▶ Aim of the exercise
Can you format the rows as a JSON list of strings, one string per line and no blank lines, starting at the line that contains "of the wooden" and ending at the last line of the rows?

--- Start Available records ---

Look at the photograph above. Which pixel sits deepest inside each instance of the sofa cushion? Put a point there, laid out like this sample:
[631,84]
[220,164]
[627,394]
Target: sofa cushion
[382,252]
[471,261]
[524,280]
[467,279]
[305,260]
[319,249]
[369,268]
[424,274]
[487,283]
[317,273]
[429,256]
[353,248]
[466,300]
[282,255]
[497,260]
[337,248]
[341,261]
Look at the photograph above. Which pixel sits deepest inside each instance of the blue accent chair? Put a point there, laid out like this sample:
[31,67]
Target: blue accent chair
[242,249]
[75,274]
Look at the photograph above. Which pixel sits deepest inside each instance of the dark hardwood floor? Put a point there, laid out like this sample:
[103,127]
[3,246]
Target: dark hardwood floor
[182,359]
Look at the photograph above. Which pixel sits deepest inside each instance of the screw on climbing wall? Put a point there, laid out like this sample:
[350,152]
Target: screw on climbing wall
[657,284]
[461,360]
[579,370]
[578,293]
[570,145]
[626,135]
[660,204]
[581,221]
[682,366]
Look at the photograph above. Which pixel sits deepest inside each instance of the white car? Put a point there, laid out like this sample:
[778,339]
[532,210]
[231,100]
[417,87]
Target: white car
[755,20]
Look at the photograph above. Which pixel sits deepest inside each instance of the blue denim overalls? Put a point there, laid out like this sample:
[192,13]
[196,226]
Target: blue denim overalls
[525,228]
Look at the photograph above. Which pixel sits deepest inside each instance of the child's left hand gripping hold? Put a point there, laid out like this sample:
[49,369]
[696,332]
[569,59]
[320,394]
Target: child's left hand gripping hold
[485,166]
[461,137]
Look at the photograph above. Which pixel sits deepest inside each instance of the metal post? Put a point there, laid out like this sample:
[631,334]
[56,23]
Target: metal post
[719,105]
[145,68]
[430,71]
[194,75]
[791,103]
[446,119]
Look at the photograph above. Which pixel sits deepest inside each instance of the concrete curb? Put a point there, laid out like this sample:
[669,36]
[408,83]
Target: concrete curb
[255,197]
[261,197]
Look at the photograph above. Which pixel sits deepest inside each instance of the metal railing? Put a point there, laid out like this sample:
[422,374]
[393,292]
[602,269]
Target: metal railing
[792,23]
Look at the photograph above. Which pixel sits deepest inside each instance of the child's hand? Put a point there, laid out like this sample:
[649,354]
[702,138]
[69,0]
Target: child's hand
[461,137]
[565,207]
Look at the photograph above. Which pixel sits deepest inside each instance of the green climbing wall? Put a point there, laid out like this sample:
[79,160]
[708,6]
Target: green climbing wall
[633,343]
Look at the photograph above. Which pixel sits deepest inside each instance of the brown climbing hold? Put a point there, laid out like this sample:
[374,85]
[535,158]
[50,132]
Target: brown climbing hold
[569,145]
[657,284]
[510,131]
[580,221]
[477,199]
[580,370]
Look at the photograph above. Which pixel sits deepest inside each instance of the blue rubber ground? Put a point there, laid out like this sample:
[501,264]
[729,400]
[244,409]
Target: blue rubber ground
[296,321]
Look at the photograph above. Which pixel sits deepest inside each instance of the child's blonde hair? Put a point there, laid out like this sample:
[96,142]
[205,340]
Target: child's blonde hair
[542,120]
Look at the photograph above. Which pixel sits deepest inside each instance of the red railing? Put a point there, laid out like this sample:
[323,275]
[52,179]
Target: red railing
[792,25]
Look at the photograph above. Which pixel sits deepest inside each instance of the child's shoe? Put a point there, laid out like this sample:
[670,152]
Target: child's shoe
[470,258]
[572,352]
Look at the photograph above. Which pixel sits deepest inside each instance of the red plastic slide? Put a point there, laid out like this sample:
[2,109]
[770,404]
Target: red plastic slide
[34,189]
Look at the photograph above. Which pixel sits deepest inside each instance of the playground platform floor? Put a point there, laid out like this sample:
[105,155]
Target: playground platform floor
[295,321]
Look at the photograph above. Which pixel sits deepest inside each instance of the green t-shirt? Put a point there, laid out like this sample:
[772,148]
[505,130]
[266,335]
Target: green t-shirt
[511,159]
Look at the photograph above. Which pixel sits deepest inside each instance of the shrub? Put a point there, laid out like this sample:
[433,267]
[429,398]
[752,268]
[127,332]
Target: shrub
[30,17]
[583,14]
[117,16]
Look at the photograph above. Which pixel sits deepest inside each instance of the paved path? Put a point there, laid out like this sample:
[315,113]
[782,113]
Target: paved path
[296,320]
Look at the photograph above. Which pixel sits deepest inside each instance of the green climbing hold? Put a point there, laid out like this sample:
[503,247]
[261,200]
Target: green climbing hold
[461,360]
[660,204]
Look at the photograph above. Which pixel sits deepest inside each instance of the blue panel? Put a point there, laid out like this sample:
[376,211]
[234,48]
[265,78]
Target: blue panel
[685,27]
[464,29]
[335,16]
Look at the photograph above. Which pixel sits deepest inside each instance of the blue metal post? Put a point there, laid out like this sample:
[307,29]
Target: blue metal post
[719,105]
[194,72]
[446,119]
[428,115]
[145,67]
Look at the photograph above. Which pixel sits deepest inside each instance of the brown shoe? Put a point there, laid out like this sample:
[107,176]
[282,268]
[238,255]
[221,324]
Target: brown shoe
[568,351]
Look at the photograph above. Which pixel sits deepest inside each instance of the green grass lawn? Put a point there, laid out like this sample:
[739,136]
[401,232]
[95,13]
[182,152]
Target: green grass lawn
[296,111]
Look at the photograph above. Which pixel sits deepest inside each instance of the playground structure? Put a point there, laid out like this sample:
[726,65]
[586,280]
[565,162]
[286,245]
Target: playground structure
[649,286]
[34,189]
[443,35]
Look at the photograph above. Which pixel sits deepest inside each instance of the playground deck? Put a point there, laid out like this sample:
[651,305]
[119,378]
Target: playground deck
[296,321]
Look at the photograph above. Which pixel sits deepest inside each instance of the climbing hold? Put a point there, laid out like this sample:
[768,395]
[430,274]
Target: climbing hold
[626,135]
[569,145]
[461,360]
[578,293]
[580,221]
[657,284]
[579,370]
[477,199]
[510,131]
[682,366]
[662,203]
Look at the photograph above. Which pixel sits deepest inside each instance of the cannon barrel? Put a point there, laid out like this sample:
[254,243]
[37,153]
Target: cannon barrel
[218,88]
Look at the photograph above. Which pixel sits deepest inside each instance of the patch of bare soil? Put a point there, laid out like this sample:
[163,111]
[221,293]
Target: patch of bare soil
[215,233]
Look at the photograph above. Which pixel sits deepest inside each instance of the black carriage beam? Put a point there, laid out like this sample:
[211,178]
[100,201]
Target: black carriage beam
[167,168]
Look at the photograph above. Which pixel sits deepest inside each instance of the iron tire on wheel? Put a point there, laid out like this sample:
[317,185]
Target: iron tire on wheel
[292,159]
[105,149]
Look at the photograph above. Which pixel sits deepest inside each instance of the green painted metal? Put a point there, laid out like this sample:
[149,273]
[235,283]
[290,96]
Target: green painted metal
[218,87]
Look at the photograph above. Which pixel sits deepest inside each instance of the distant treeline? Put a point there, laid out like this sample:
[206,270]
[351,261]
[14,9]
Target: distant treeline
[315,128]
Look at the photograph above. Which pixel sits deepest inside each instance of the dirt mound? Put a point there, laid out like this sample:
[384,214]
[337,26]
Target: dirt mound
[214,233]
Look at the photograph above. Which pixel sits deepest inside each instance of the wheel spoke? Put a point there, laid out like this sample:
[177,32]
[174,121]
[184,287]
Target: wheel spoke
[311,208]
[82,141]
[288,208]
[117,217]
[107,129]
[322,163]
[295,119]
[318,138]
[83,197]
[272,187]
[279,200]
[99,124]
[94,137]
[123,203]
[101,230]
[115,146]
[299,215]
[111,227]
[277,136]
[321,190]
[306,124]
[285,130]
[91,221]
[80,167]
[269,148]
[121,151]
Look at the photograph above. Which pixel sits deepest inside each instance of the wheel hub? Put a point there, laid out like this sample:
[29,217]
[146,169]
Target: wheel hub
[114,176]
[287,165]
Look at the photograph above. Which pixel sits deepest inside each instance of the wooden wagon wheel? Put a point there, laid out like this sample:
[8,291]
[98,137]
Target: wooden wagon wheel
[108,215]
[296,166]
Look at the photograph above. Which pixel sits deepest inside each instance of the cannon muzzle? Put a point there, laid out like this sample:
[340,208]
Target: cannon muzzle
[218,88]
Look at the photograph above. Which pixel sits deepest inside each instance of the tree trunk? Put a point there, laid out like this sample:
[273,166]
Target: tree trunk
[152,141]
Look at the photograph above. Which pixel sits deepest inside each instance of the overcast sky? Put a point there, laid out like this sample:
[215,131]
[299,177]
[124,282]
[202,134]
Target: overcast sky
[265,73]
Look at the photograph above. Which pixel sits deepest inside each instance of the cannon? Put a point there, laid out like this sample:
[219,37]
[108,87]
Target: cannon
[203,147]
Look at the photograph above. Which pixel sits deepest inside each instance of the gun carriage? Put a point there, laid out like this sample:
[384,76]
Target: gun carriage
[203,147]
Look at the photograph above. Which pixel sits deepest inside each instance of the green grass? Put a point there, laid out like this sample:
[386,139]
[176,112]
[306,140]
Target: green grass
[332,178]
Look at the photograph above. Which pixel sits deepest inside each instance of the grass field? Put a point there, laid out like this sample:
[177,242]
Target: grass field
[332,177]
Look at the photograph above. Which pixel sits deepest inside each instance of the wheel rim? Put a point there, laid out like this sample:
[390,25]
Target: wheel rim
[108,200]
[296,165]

--- End Available records ---

▶ Task answer
[
  "Look at the photograph above. Which pixel sits deepest inside each instance of the wooden wagon wheel? Put a point there, laid out like this sample:",
  "[8,291]",
  "[98,137]",
  "Target: wooden wagon wheel",
  "[108,215]",
  "[296,166]",
  "Look at the photograph above. Which pixel sits deepest inside each instance of the cannon muzzle? Put a point there, laid out like this sample:",
  "[340,208]",
  "Target: cannon muzzle",
  "[218,88]",
  "Look at the photograph above. Which pixel sits deepest inside each instance of the tree trunk? Put a point there, laid out like this sample:",
  "[273,166]",
  "Target: tree trunk",
  "[152,141]",
  "Look at the photograph above. Which pixel sits deepest inside each instance of the overcast sky? Put a point there, laid out like this sample:",
  "[215,131]",
  "[299,177]",
  "[124,282]",
  "[202,134]",
  "Target: overcast sky",
  "[265,73]",
  "Look at the photograph above. Which pixel sits deepest inside each instance of the cannon? Put a point there, laid out like this sample:",
  "[219,37]",
  "[108,87]",
  "Target: cannon",
  "[203,147]",
  "Look at the photograph above. Which pixel sits deepest inside each instance of the gun carriage? Put a point there, laid out like this sample:",
  "[384,76]",
  "Target: gun carriage",
  "[203,147]",
  "Look at the photograph above. Which pixel sits deepest inside each instance of the green grass? Put a point there, laid out like this sample:",
  "[386,139]",
  "[176,112]",
  "[306,140]",
  "Target: green grass",
  "[332,178]",
  "Look at the photograph above. Which pixel sits deepest inside each instance of the grass field? Put a point there, laid out like this sample:",
  "[177,242]",
  "Target: grass field",
  "[332,177]",
  "Look at the photograph above. Which pixel sits deepest inside each instance of the wheel rim? Put a point there, laid out like this sample:",
  "[390,25]",
  "Target: wheel rim",
  "[108,200]",
  "[296,165]"
]